▸ Written exercise
Copy out every one of the following entries word for word, changing nothing.

▸ Supplied entries
## Start

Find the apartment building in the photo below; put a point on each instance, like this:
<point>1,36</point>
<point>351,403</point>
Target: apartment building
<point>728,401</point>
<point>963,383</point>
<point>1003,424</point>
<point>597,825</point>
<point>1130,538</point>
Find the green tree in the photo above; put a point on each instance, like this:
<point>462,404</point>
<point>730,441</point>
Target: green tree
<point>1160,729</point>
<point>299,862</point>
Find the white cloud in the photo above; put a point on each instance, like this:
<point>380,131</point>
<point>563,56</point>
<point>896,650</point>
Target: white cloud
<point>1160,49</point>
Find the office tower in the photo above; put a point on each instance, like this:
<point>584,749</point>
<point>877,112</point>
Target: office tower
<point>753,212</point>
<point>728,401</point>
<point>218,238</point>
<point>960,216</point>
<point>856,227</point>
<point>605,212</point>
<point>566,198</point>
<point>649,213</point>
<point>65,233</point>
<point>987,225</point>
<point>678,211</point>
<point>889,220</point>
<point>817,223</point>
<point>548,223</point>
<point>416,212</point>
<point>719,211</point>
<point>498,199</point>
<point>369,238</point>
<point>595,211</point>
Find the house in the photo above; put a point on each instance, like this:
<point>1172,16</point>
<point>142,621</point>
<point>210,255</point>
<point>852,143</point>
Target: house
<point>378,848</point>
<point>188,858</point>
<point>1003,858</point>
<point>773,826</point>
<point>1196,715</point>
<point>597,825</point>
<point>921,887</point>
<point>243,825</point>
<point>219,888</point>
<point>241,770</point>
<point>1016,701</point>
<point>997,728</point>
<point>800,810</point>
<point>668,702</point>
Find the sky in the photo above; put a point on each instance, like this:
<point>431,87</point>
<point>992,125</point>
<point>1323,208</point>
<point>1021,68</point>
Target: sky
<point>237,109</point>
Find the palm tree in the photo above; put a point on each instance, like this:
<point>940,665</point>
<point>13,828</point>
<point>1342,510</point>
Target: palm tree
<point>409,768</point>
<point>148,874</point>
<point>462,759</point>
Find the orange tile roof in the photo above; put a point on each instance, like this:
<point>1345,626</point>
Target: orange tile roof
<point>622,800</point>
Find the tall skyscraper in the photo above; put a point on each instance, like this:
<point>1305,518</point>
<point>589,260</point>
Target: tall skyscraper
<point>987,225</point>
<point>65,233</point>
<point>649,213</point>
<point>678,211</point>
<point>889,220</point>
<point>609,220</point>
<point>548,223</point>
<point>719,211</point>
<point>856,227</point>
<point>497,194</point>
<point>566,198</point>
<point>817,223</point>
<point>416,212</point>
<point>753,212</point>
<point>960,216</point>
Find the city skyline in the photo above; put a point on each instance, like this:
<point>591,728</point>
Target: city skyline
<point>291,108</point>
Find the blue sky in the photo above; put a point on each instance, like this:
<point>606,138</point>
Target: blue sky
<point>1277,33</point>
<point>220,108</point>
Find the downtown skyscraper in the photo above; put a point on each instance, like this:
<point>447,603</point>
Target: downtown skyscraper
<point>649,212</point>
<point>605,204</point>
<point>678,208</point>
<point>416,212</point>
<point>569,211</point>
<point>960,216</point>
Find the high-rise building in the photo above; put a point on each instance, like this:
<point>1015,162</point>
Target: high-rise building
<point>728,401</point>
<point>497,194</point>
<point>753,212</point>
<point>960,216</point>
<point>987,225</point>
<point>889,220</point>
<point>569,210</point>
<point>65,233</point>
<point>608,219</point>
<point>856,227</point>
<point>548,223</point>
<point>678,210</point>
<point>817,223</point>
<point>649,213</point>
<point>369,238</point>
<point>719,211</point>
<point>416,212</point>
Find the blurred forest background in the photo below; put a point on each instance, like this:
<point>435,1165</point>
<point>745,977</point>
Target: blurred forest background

## End

▸ Answer
Find the apartment building in the photo below; put a point on each instance, like this:
<point>1,36</point>
<point>351,403</point>
Target: apartment building
<point>728,401</point>
<point>963,383</point>
<point>1003,424</point>
<point>597,825</point>
<point>1130,538</point>
Find the green tree in the photo above; put a point on each instance, like this:
<point>462,404</point>
<point>730,441</point>
Target: green tree
<point>1160,729</point>
<point>299,862</point>
Find the white cloud in the photo above; put a point on each instance, like this:
<point>380,131</point>
<point>563,56</point>
<point>896,650</point>
Target: white cloud
<point>1160,49</point>
Find the office tower in the photo above; put a point on each instance, like this:
<point>584,749</point>
<point>877,112</point>
Target: office tower
<point>753,212</point>
<point>728,401</point>
<point>218,238</point>
<point>960,216</point>
<point>856,227</point>
<point>605,212</point>
<point>566,198</point>
<point>649,213</point>
<point>65,233</point>
<point>987,225</point>
<point>678,211</point>
<point>889,220</point>
<point>817,223</point>
<point>548,223</point>
<point>416,212</point>
<point>719,211</point>
<point>498,199</point>
<point>369,238</point>
<point>595,211</point>
Find the house in the photo above; put a point on each instance, like this:
<point>1172,16</point>
<point>142,621</point>
<point>210,255</point>
<point>852,143</point>
Target: house
<point>378,848</point>
<point>188,858</point>
<point>1003,858</point>
<point>773,826</point>
<point>1196,715</point>
<point>597,825</point>
<point>921,887</point>
<point>243,825</point>
<point>219,888</point>
<point>241,770</point>
<point>1016,701</point>
<point>997,728</point>
<point>800,810</point>
<point>668,702</point>
Find the sky in the photo above; put a point on each instance, like this:
<point>431,87</point>
<point>992,125</point>
<point>1323,208</point>
<point>1021,68</point>
Target: sky
<point>237,109</point>
Find the palm tree in the photo above; put a point on each instance, like this:
<point>940,665</point>
<point>13,828</point>
<point>1342,510</point>
Target: palm tree
<point>409,768</point>
<point>148,874</point>
<point>462,759</point>
Find the orange tile roof in the photo above; put a point on each instance, like this:
<point>1345,626</point>
Target: orange tile roof
<point>622,800</point>
Find the tall skyscraper in the photo above; put a point on each instance, like this:
<point>1305,518</point>
<point>589,260</point>
Target: tall skyscraper
<point>987,225</point>
<point>65,233</point>
<point>649,213</point>
<point>678,211</point>
<point>889,220</point>
<point>609,220</point>
<point>548,223</point>
<point>719,211</point>
<point>856,227</point>
<point>497,194</point>
<point>566,198</point>
<point>817,223</point>
<point>416,212</point>
<point>753,212</point>
<point>960,216</point>
Find the city skyline in the photo above; put a point on each instance, like this:
<point>591,728</point>
Target: city skyline
<point>291,108</point>
Find the blue sky in the photo above; put a point on each instance, like this:
<point>606,138</point>
Target: blue sky
<point>1277,33</point>
<point>220,108</point>
Find the downtown skyscraper in the photo above; put a point on each instance, like this:
<point>447,603</point>
Target: downtown skyscraper
<point>649,212</point>
<point>605,204</point>
<point>678,208</point>
<point>416,212</point>
<point>569,211</point>
<point>960,216</point>
Find the high-rise building in the photo above; put a point on each instance, like this:
<point>1015,162</point>
Target: high-rise building
<point>728,401</point>
<point>497,194</point>
<point>753,212</point>
<point>960,216</point>
<point>987,225</point>
<point>889,220</point>
<point>569,210</point>
<point>65,233</point>
<point>608,219</point>
<point>856,227</point>
<point>548,223</point>
<point>678,210</point>
<point>817,223</point>
<point>649,213</point>
<point>369,238</point>
<point>719,211</point>
<point>416,212</point>
Find the blurred forest background in the photo below; put a point on each instance, like this:
<point>435,1165</point>
<point>745,977</point>
Target: blurred forest background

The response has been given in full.